*Les consignes*.
- a) Répondez à ces questions d'après le texte sur Hédé :
(i) Depuis combien de temps les députés du tiers réclament-ils l'équité fiscale ?
(ii) Quel jour la réforme Lamoignon est-elle imposée au parlement de Rennes, et par qui ?
(iii) Quelles villes seraient les sièges des trois grands bailliages ?
- b) Reproduisez fidèlement, dans le texte sur Hédé, tout ce qui va de « Depuis plus d’un » jusqu'à « plus haut niveau. ».

Pouvoirs et politisation : Hédé et son canton
( 1785 — An II)


I — UNE SUBDELEGATION A LA VEILLE DE LA REVOLUTION ( 1785 — 1789)

D- Hédé et le privilège de communauté de ville

    Depuis plus d’un siècle, cette municipalité fait l’objet d’attentions particulières, ressort incontournable du prestige social comme source de tension au plus haut niveau.

    2. Les libertés bretonnes et la pré-révolution : du parlement aux états provinciaux

    Il serait erroné de croire que les états de Bretagne forment une continuelle unanimité des trois ordres contre les réformes de la monarchie. Ces états sont largement dominés, physiquement et moralement, par les aristocrates qui s’estiment être les protecteurs-nés des privilèges bretons issus du contrat d’Union de la duchesse Anne, mais en réalité, " ils n’acceptent de payer qu’une maigre part d’un fardeau fiscal fortement allégé grâce à leurs bons soins 37". Le Contrôleur général des Finances Brienne veut imposer une réforme fiscale atteignant même les privilégiés, afin de combler le déficit de la monarchie, tant il est vrai que la vitalité des états et du parlement ont protégé la Bretagne de ses appétits fiscaux. Or, les députés du tiers sont en lutte et réclament depuis plus de 15 ans l’équité fiscale et la modification de la composition de ces états : on comprendrait alors pourquoi Jean Belletier est redouté pour sa virulence !

    On peut dire que Hédé entre dans la pré-révolution aristocratique au printemps 1788 avec la réforme Lamoignon, imposée le 8 mai au parlement de Paris par un lit de justice du roi, et le 10 à celui de Rennes par l’intendant, provoquant ainsi des réactions plus que houleuses. L’objectif avoué est la suppression des droits de remontrance et d’enregistrement, armes politiques dont usait et abusait la noblesse parlementaire pour s’opposer aux exigences fiscales de l’Etat. Mais surtout, la réforme judiciaire transfère de nombreuses compétences du parlement vers 3 grands bailliages, dont les sièges seraient Rennes, Nantes et Quimper. Pendant quelques mois, notre province connaît une unanimité entre les trois ordres autour des franchises bretonnes.

Lignes d'un jeu de données:
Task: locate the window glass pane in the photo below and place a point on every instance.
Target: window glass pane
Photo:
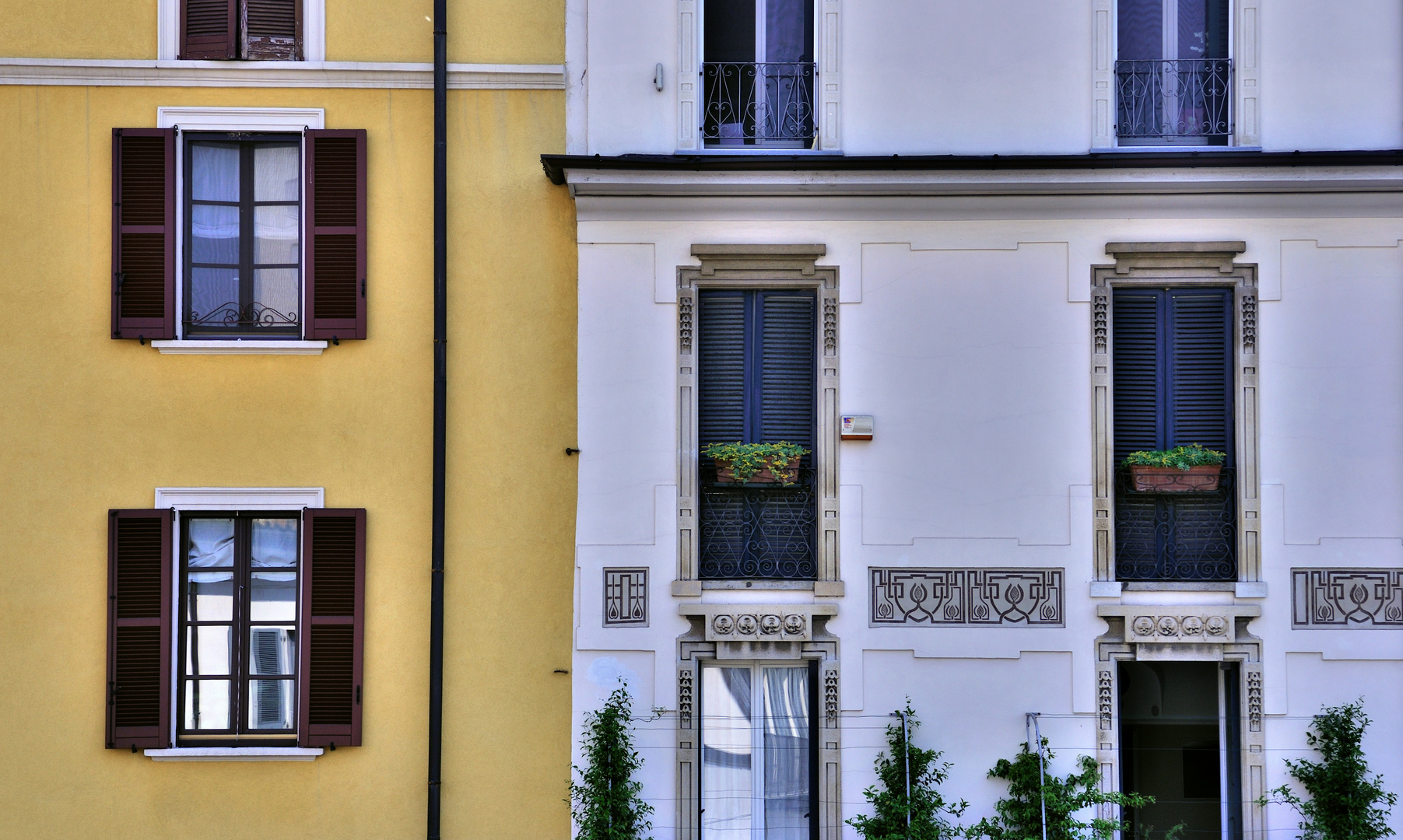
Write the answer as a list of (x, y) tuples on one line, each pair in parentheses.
[(786, 754), (213, 171), (213, 296), (275, 543), (209, 597), (275, 235), (274, 597), (275, 173), (206, 651), (213, 230), (211, 543), (270, 705), (272, 649), (206, 705), (727, 782)]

*Réponses par consigne*.
- a)
(i) Depuis plus de 15 ans.
(ii) Le 10 mai 1788, par l'intendant.
(iii) Rennes, Nantes et Quimper.

- b)
Depuis plus d’un siècle, cette municipalité fait l’objet d’attentions particulières, ressort incontournable du prestige social comme source de tension au plus haut niveau.